----- Text for analysis

Monday, February 11, 2008

Spin: the true dark side of politics

Let's just get one thing out of the way. There is no real truth in politics.

This is not because of a cynical presumption that politics are all about power, but because the truth is complex and not possible to be presented in one statement. In many other cases, the whole truth isn't or cannot be disclosed, like when a doctor doesn't explain all the complicated tests a patient is going to undergo. Not only is it unnecessary as such, it can provoke unnecessary anxiety about tests he doesn't fully understand. Of course, this information is not hidden, and can be accessed upon simple request.

However, "spin" is the premeditated act of distorting a fact or statement to not only serve one's own purpose, but to present it like it *is* the truth. This is something I loathe on a fierce and personal level. While I'm sure that all politicians indulge on this sin, the continued use of it greatly discredits one's sincerity.

On many occasions, Sen. Hillary Clinton's campaign has been spotted on employing these tactics. It started when they pulled the race card, something Sen. Obama never did. He always perceived himself as a politician who happened to be black. Then Bill Clinton accused the Obama campaign to spin the media against them, an accusation without base. In Florida and Michigan, they claimed victory in events that weren't contests. Throughout the campaign, Clinton's campaign downplayed losses (or plainly ignored them). And finally, today, Mark Penn, senior strategist on the Clinton campaign, dismissed all polls showing Obama's lead in general election projections (link to

**Update** The abovementioned post of Mr. Penn has been edited. He now takes on Sen. Obama by citing specifics. Reference to the polls is now a lot more factual, and presented with a more fair counterargument.

While any campaign has the right to vigorously support their candidate, the continued denial and distortion of certain facts seems to have become customary to the Clinton campaign. Spin symbolizes a campaign that is constantly "adapting" to the political opportunities. While offering resilience in the face of changing circumstances, it reveals one's ultimate goal: that of winning at all costs.

When you compare this to Sen. Obama's campaign, spin is much less prevalent. Yes, Obama's campaign is very keen on stressing they have won the most states, ignoring the importance of the big states, and the fonts of Sen. Clinton's delegates is a bit lighter and thus less legible than Sen. Obama's in his delegate chart. But at least he did put Clinton's delegates up. If you note, for example, his New Hampshire speech (Youtube link), after conceding a frankly blistering and upsetting loss, he was graceful in defeat, and instead of denying his loss, he thanked the ones who did support him and rallied them for the contests ahead in undeniably one of the best speeches in US political history.

An argument might be because of Hillary Clinton's longer run in DC, she has become more seasoned in political strategy. But this argument simply doesn't fly if you note that her husband used similar tactics when he was an upstart back in 1992.

A final protest against spin is that it leads to disappointment. Not only to those whom it discredits, but also to whom it favors. Both parties know spin is unfair. It arouses that gutwrenching feeling, associated with deceit, injustice, and theft. And after the theft of the 2000 election, I'm just sick of these political power games that constantly mar honest intentions. Intentions that don't waver and change in the need of the hour. Let's go back to January 16, 2007. Far before the onslaught of these primary elections, before the bitter rivalries, before the spin.

Over one year later, Obama's message stands solid as a rock. No spin attached.

----------
----- Entries shown

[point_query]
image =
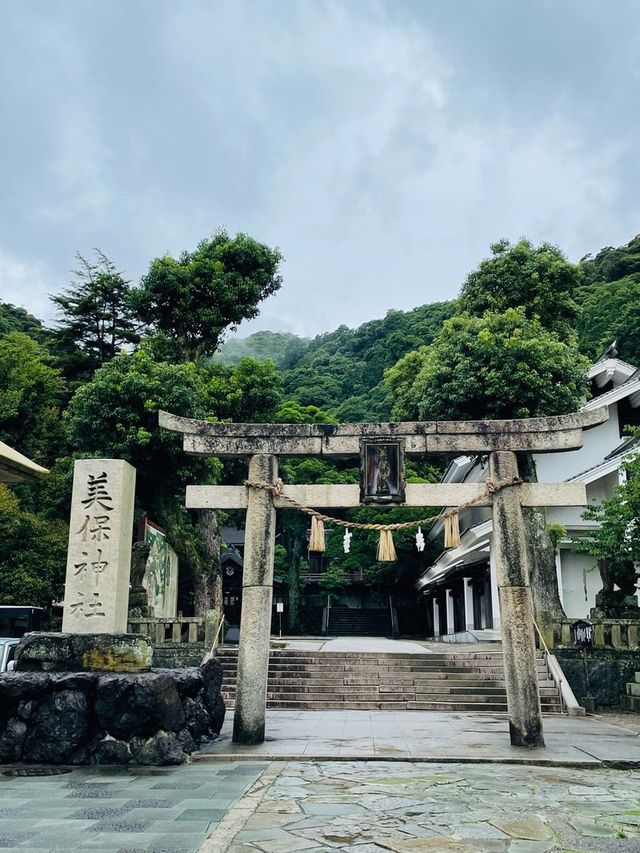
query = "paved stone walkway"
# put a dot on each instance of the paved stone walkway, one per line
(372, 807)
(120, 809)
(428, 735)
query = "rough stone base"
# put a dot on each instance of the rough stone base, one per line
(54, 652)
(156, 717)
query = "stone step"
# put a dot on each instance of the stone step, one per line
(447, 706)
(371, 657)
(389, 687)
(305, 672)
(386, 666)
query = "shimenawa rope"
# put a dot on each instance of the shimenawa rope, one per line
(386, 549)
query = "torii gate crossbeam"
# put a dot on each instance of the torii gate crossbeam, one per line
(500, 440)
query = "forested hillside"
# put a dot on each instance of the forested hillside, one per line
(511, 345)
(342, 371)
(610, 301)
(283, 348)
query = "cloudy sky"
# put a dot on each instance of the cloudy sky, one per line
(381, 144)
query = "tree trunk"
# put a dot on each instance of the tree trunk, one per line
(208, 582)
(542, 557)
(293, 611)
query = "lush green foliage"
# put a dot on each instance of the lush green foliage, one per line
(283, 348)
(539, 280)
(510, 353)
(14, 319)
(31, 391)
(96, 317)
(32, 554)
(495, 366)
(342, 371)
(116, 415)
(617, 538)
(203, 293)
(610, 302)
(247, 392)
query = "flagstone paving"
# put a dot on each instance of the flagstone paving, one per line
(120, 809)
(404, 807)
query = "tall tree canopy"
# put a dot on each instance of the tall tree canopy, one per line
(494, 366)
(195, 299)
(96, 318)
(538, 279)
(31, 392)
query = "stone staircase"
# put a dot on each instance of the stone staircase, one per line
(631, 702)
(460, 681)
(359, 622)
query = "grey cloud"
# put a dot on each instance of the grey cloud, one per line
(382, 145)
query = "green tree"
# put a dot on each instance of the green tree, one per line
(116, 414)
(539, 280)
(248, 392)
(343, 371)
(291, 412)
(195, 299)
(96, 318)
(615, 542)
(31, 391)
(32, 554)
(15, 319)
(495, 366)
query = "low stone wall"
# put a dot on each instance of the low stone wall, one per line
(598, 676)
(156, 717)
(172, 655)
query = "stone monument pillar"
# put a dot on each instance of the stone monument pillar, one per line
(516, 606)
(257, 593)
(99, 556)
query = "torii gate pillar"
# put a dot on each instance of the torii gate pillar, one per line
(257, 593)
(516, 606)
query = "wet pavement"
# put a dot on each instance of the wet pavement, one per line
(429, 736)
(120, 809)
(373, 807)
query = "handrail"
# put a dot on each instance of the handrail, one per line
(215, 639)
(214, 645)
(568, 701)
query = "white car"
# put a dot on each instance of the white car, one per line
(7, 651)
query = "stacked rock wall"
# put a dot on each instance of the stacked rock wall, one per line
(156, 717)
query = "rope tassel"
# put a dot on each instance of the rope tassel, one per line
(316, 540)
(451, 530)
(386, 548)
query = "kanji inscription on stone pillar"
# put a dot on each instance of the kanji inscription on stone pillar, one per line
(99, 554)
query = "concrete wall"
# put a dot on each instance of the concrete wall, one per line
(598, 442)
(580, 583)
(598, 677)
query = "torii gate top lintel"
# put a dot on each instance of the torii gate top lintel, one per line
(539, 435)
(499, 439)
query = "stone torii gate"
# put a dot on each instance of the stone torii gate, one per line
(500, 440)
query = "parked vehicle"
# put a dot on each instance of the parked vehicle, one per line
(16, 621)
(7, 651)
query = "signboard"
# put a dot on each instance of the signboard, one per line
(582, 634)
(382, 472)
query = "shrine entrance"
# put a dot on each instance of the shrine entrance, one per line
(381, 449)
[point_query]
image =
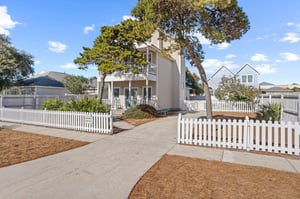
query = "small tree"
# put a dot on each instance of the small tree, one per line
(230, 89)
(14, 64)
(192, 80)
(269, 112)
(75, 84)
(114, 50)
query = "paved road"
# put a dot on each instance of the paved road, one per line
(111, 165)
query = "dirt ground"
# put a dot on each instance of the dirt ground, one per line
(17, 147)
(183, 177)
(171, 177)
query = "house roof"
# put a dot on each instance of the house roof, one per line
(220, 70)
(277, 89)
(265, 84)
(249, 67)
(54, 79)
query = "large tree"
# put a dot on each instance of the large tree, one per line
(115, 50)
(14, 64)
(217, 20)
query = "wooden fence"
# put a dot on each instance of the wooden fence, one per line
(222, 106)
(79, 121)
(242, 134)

----------

#### Tasks for this exercise:
- A) Write out the blog post on political spin from "Monday, February 11, 2008" to "upon simple request.".
- B) In the blog post on political spin, what role does Mark Penn hold?

#### Solutions by task:
- A)
Monday, February 11, 2008

Spin: the true dark side of politics

Let's just get one thing out of the way. There is no real truth in politics.

This is not because of a cynical presumption that politics are all about power, but because the truth is complex and not possible to be presented in one statement. In many other cases, the whole truth isn't or cannot be disclosed, like when a doctor doesn't explain all the complicated tests a patient is going to undergo. Not only is it unnecessary as such, it can provoke unnecessary anxiety about tests he doesn't fully understand. Of course, this information is not hidden, and can be accessed upon simple request.

- B) Senior strategist on the Clinton campaign.